Description of the task: The result should be the line with "Localize silver car." followed by every remaining line of the entries, each reproduced exactly, with nothing else.
[Provided records]
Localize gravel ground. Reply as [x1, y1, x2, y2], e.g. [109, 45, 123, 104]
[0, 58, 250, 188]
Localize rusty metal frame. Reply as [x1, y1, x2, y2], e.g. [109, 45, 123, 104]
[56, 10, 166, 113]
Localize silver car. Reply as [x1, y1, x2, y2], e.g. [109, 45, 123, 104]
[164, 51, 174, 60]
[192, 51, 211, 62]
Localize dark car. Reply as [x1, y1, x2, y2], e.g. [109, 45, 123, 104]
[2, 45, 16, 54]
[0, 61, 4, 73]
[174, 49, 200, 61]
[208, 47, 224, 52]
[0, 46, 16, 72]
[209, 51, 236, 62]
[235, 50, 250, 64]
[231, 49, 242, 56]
[/Provided records]
Answer below:
Localize silver car. Reply as [x1, y1, x2, y2], e.g. [109, 45, 123, 104]
[164, 51, 174, 60]
[192, 51, 211, 62]
Localize dark car. Reply as [x1, y1, x2, y2], e.g. [109, 45, 123, 104]
[2, 45, 16, 54]
[0, 61, 4, 73]
[174, 49, 200, 61]
[208, 47, 224, 52]
[0, 46, 16, 72]
[209, 51, 236, 62]
[235, 50, 250, 64]
[231, 49, 242, 56]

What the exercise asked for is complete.